Lay out the lines below as a numbered list, omitting any blank lines. Exclude the pictures from your answer.

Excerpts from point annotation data
········

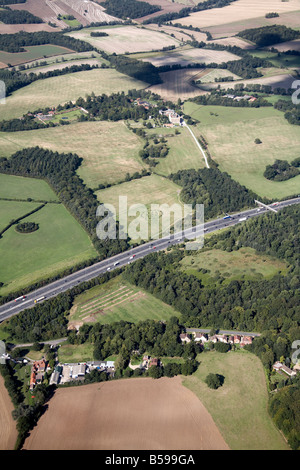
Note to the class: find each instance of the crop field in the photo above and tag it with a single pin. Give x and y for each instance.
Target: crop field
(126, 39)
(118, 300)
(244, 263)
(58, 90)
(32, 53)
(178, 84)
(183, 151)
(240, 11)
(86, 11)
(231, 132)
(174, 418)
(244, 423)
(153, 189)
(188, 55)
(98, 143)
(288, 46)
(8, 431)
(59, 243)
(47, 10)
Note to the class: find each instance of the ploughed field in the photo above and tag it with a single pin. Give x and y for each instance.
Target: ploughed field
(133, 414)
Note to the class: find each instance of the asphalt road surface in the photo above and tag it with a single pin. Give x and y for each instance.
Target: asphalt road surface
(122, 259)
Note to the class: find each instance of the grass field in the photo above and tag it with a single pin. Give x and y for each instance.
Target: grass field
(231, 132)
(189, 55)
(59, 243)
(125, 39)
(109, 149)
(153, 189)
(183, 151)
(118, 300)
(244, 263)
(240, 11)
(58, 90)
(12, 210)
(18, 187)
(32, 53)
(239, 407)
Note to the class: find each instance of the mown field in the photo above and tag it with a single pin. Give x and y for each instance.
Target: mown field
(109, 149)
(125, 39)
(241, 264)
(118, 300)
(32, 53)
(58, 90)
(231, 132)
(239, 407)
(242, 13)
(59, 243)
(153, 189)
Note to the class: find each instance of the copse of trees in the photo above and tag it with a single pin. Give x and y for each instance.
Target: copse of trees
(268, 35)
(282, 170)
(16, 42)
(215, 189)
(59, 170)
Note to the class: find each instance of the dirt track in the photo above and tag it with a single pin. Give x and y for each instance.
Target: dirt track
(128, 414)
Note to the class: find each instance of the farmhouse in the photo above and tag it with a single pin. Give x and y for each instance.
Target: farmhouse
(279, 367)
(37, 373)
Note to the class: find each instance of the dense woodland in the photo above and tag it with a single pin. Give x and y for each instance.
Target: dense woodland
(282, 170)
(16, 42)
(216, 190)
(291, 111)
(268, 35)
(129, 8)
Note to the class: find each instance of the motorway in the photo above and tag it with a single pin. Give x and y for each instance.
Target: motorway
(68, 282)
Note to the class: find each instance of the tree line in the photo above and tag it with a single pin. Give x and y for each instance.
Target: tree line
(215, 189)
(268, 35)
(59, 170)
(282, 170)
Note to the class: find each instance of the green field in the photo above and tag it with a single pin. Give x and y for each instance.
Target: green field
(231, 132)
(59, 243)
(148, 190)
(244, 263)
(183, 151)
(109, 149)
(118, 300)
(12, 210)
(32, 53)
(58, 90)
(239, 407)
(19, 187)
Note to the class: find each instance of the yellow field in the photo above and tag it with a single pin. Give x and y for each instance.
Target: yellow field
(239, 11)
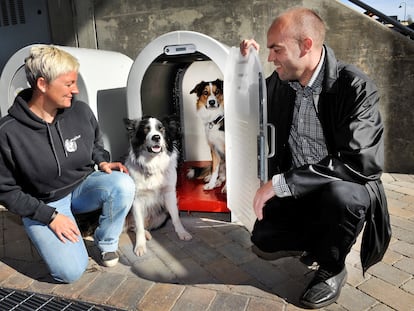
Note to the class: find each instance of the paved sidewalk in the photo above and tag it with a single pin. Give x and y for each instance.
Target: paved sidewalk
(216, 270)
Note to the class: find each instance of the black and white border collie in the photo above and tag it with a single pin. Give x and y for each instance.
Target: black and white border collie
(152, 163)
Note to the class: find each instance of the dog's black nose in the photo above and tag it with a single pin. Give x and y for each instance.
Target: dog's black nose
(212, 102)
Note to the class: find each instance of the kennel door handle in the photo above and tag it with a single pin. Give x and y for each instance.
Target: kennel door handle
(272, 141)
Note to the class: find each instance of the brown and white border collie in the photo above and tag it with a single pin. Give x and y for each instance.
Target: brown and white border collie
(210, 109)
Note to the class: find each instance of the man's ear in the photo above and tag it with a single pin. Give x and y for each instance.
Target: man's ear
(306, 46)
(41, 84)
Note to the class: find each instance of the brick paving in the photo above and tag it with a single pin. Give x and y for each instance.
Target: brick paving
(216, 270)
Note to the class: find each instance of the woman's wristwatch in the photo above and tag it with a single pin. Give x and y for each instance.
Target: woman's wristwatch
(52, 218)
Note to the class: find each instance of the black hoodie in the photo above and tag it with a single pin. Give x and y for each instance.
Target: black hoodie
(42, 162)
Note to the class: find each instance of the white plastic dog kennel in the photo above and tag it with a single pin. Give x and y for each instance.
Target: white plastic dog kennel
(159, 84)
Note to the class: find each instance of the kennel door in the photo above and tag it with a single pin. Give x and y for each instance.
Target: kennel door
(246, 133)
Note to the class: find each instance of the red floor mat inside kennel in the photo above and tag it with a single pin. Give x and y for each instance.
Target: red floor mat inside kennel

········

- [EXPECTED ANSWER]
1. Note to the class: find each instance of the crop field in the photo above and tag it with a single pin. Give x and y for each instance.
2. Target: crop field
3. (126, 39)
4. (118, 300)
5. (244, 263)
6. (58, 90)
7. (32, 53)
8. (178, 84)
9. (183, 151)
10. (240, 11)
11. (86, 11)
12. (231, 132)
13. (174, 418)
14. (244, 423)
15. (153, 189)
16. (188, 55)
17. (98, 143)
18. (288, 46)
19. (8, 431)
20. (59, 243)
21. (47, 10)
22. Note to the class: find each instance of the ploughed field in the photo above and tag it with a single pin. Give x and y for each instance.
23. Target: ploughed field
24. (133, 414)
25. Note to the class: find each instance of the asphalt road surface in the photo above and tag it with a single pin. Give x and y for each instance.
26. Target: asphalt road surface
27. (122, 259)
28. Note to the class: find each instance of the grass field in the photo above and tag it with a single pin. Give x and y for each instance.
29. Target: grass field
30. (231, 132)
31. (189, 55)
32. (59, 243)
33. (125, 39)
34. (109, 149)
35. (153, 189)
36. (183, 151)
37. (118, 300)
38. (244, 263)
39. (240, 11)
40. (58, 90)
41. (12, 210)
42. (18, 187)
43. (32, 53)
44. (239, 407)
45. Note to the class: find each instance of the mown field in the photo above and tag it with a single pin. Give x and y for each instance.
46. Target: mown field
47. (109, 149)
48. (125, 39)
49. (241, 264)
50. (118, 300)
51. (32, 53)
52. (58, 90)
53. (231, 132)
54. (239, 407)
55. (242, 13)
56. (59, 243)
57. (153, 189)
58. Note to the class: find each instance of the copse of trees in the photo above and tag it with a single pin. Give x and y for each instance.
59. Target: copse of trees
60. (268, 35)
61. (282, 170)
62. (16, 42)
63. (215, 189)
64. (59, 170)
65. Note to the class: find each instance of the dirt track in the photo above and tag it with a single pin. Give x and y for each instance.
66. Target: dirt track
67. (128, 414)
68. Note to the class: find each instance of the farmhouse in the photo above and tag it with a single pin. Give x and y for each instance.
69. Target: farmhouse
70. (279, 367)
71. (37, 373)
72. Note to the class: find each instance of the dense woodland in the photo above and tag it with a single pin. Give x and y for each instance.
73. Target: dense woodland
74. (282, 170)
75. (16, 42)
76. (216, 190)
77. (291, 111)
78. (268, 35)
79. (129, 8)
80. Note to the class: find each instance of the motorway in the photo above and tag it with a single pin. Give x and y for each instance.
81. Target: motorway
82. (68, 282)
83. Note to the class: find each instance of the tree line in the photo above and tag it with a single pin. Give x and y for each instance.
84. Target: tree line
85. (215, 189)
86. (268, 35)
87. (59, 170)
88. (282, 170)
89. Note to the class: find each instance of the green field in the photo above and tag it with a single pin. Give x and y for each instance.
90. Target: green field
91. (231, 132)
92. (59, 243)
93. (148, 190)
94. (244, 263)
95. (183, 151)
96. (109, 149)
97. (118, 300)
98. (12, 210)
99. (32, 53)
100. (58, 90)
101. (239, 407)
102. (19, 187)
103. Note to the class: find each instance of the yellow field in the photo above and tag it with a single pin. Give x and y for each instance.
104. Target: yellow field
105. (239, 11)
106. Note to the class: find each instance of the paved sidewalk in the photo above and tag it with a single pin. Give x and y for each instance.
107. Target: paved sidewalk
108. (216, 270)
109. Note to the class: find each instance of the black and white border collie in the photo above and tag it with a single pin. Give x and y for each instance.
110. Target: black and white border collie
111. (152, 163)
112. Note to the class: find each instance of the dog's black nose in the photo above and tag it with a single pin. Give x and y for each instance.
113. Target: dog's black nose
114. (212, 102)
115. Note to the class: find each instance of the kennel door handle in the photo above and tag it with a single pin. Give x and y for each instance.
116. Target: kennel door handle
117. (272, 141)
118. Note to the class: find each instance of the brown and white border collie in the photo above and tag it with a single pin. Give x and y for each instance.
119. Target: brown and white border collie
120. (210, 109)
121. Note to the class: find each instance of the man's ear in the photo above and tag it with a single pin. Give x and y for each instance.
122. Target: man's ear
123. (306, 46)
124. (41, 84)
125. Note to the class: find each instance of the brick paving in the photo above and tag it with a single pin. Give x and y for each instance.
126. Target: brick paving
127. (216, 270)
128. Note to the class: find each instance of the woman's wristwatch in the photo above and tag it with a single pin. Give x and y for each instance.
129. Target: woman's wristwatch
130. (52, 218)
131. Note to the class: find each instance of the black hoodie in the photo above and tag it with a single pin. Give x and y for each instance.
132. Target: black hoodie
133. (42, 162)
134. Note to the class: find each instance of the white plastic dog kennel in the photo above and tag it with a single pin. Give x and y for each instance.
135. Target: white plastic dog kennel
136. (159, 84)
137. Note to the class: find each instance of the kennel door in the photo above and tag it with a single pin. Give x and y for each instance.
138. Target: kennel door
139. (246, 133)
140. Note to the class: find each instance of the red floor mat inside kennel in the photo above and tag it with a single pin. Give x and y for each instance.
141. Target: red floor mat inside kennel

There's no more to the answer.